__What the task asks__. Copy the records from the line with "Intersection-audit request. Target: green stem" through the end of the records, keeping every request line unchanged. Scale each coordinate in the answers by 1.25, rounding to whole numbers with halves rounded up.

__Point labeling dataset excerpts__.
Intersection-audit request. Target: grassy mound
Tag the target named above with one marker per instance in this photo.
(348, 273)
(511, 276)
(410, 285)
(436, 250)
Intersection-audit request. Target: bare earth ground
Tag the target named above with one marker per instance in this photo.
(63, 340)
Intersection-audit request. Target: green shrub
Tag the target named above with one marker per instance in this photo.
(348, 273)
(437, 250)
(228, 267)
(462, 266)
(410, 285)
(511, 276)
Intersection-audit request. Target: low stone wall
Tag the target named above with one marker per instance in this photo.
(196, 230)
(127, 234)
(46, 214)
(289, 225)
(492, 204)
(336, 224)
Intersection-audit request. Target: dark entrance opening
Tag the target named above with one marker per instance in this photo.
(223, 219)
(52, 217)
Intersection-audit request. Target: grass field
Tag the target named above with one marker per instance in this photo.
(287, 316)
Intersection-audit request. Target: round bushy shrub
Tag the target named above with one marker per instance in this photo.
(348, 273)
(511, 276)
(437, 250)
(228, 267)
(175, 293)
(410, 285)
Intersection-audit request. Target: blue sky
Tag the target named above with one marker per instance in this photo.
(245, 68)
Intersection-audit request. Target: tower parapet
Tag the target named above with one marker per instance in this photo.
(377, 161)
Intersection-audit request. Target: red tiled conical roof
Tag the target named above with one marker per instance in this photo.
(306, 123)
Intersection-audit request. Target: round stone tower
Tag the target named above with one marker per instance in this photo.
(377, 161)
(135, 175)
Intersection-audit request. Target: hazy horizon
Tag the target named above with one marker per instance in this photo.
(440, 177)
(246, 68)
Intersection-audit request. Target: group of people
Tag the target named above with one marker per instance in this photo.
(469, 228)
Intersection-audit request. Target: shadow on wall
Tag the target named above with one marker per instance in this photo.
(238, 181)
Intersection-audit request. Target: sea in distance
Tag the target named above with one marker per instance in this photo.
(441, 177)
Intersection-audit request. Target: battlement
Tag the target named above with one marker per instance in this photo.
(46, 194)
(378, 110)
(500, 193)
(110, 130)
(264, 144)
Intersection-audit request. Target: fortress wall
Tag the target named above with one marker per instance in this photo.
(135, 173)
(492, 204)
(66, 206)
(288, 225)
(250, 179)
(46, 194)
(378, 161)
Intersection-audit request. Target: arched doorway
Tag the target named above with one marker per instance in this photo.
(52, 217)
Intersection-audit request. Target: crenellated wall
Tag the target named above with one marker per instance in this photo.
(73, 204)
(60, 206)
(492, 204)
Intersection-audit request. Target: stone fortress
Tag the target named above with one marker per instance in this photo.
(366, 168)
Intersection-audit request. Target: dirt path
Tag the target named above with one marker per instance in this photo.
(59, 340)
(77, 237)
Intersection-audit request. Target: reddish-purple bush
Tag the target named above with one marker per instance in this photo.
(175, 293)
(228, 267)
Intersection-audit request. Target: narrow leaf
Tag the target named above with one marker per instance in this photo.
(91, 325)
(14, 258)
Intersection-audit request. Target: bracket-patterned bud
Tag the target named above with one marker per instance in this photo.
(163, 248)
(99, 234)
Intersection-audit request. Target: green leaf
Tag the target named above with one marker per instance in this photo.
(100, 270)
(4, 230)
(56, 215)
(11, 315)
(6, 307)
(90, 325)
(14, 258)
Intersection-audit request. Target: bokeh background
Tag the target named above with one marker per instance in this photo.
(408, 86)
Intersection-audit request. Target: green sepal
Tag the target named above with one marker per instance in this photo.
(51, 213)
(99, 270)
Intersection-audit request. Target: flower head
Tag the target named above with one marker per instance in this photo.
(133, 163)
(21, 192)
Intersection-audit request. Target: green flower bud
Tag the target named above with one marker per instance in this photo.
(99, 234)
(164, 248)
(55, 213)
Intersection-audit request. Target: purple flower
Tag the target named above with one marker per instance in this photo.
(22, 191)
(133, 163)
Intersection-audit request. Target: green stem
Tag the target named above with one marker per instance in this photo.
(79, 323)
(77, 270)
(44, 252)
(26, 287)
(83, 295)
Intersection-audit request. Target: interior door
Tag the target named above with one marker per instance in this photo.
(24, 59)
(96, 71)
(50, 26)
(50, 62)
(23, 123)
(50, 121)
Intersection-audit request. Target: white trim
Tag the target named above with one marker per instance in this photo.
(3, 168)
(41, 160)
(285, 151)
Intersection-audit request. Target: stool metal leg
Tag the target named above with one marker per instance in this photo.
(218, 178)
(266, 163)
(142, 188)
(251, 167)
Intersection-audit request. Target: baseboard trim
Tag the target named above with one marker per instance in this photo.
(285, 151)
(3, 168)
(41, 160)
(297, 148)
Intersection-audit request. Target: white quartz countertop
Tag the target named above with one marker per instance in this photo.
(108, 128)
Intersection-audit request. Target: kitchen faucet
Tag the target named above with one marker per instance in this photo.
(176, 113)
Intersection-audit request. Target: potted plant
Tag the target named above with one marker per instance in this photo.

__Output of the exercise__.
Intersection-audit request. Target: green stem
Tag the target named above with one marker per instance in this photo.
(99, 404)
(96, 338)
(55, 315)
(33, 359)
(104, 369)
Intersection-audit request. Target: interior door
Tag the target named above with one marker per instance in this photo.
(30, 74)
(120, 89)
(63, 33)
(63, 78)
(29, 154)
(63, 151)
Intersection-audit request. Target: white trim
Tag the target named above with one marker per instance in this photo.
(4, 210)
(51, 200)
(356, 189)
Intersection-audit request. Target: stool metal leg
Tag the target named above with one marker per instance in this photo.
(273, 223)
(333, 204)
(178, 235)
(314, 209)
Intersection-audit request. Target: baseboard trim
Tag the target named above with one marker per instance in this photo.
(356, 189)
(4, 210)
(51, 200)
(371, 185)
Intersection-audit request. Target: white quartz countertop
Tag the target named above with one marker per instance in this photo.
(135, 160)
Intersection-audit request. Target: kitchen faucet
Tag the target named above with one marker per instance in this photo.
(220, 141)
Intersection-audit request. Target: potted plant
Tag the target named above with one marker per instance in this photo.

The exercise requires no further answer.